= Instructions to follow =
The answer must be an exact copy of every record below.

(Dataset entries)
━━━━━━━━━━━━━━━━━━━━

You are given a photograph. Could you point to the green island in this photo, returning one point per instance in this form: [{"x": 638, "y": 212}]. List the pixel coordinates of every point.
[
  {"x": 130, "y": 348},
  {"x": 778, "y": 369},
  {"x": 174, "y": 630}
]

━━━━━━━━━━━━━━━━━━━━

= Answer to this exercise =
You are given a photograph. Could you point to the green island in this photo, returning one point per instance in this form: [{"x": 638, "y": 212}]. List the pixel coordinates of every point.
[
  {"x": 130, "y": 348},
  {"x": 778, "y": 369},
  {"x": 174, "y": 630}
]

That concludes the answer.